Point placement records:

┄┄┄┄┄┄┄┄┄┄┄┄┄┄┄┄┄┄┄┄

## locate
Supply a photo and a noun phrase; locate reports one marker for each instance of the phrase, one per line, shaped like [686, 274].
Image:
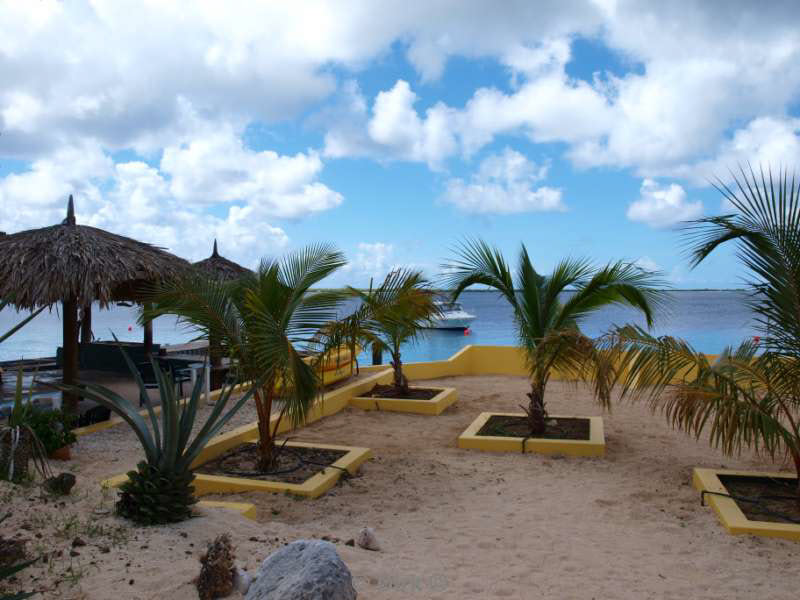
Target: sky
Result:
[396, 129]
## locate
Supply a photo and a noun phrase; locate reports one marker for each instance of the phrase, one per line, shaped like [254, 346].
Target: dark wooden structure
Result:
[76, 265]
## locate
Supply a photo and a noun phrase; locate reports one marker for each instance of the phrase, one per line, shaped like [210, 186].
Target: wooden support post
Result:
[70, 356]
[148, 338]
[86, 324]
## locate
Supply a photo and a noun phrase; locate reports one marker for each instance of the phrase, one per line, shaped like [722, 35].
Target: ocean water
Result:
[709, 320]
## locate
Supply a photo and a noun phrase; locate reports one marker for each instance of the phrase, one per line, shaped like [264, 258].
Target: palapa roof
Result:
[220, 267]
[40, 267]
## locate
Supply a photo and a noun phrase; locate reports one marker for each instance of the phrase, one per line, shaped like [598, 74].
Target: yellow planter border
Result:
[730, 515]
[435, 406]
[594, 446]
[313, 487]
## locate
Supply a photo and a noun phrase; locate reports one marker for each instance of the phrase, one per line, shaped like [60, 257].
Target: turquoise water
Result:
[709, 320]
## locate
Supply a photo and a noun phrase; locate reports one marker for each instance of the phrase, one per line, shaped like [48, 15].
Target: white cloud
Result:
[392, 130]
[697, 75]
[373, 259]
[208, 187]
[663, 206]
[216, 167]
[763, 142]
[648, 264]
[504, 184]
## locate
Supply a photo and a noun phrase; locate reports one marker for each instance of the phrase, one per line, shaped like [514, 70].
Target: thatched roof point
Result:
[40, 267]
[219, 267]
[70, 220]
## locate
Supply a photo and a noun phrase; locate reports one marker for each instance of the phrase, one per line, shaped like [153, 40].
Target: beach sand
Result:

┄┄┄┄┄┄┄┄┄┄┄┄┄┄┄┄┄┄┄┄

TASK: Skip the pictures and print each record exactly as it stands.

FULL RESPONSE:
## locate
Supply a photo and a noun phrase; locate reports one marker for each instance of the phrase, one per line, shaped like [686, 274].
Image:
Target: sky
Result:
[396, 129]
## locate
Supply a photo and a noun phrase; locate reports one marker for each instance of the phrase, one per line, shaped like [254, 346].
Target: dark wooden structure
Result:
[76, 265]
## locate
Supply a photo and a noun phrase; locate reports one marker for each instance of the phrase, one per line, shaped like [210, 186].
Target: wooden support post
Result:
[70, 356]
[148, 338]
[86, 324]
## locate
Supply a photo and a noun phrase; locate reports one marker for each instance of the phrase, one per line, shaped like [722, 35].
Target: ocean water
Result:
[709, 320]
## locate
Supply a photo and a noun phrase; locate reports one marker for each instance of the phrase, one per line, shaped like [264, 258].
Target: palapa roof
Result:
[220, 267]
[40, 267]
## locate
Supply a photo and a noun phrase; locate reports one marker for each instance of the phrase, one per line, shaped like [598, 74].
Target: yellow planter border
Result:
[730, 515]
[435, 406]
[594, 446]
[313, 487]
## locate
Supply a photo and a noun phrase; locate reports one marker for each instance of the phrase, one per line, shaped like [60, 257].
Target: turquoise water
Result:
[709, 320]
## locate
Supply a photo and a noun phrase; locate reports one marker for each instance of the phrase, one per line, shaped like [48, 15].
Target: white cloud
Result:
[392, 130]
[697, 75]
[373, 259]
[208, 187]
[663, 206]
[216, 167]
[763, 142]
[648, 264]
[504, 184]
## locate
Supply a photo and a noun phrase; locate reports one marker for each instance of the phrase, one per line, shaped like [514, 70].
Target: thatched roof point
Result:
[40, 267]
[219, 267]
[70, 220]
## locate
Supply a photo and a noun phrase; locate reports one marker for each instance of the phrase, one per line, shaped like [153, 40].
Target: beach sand
Result:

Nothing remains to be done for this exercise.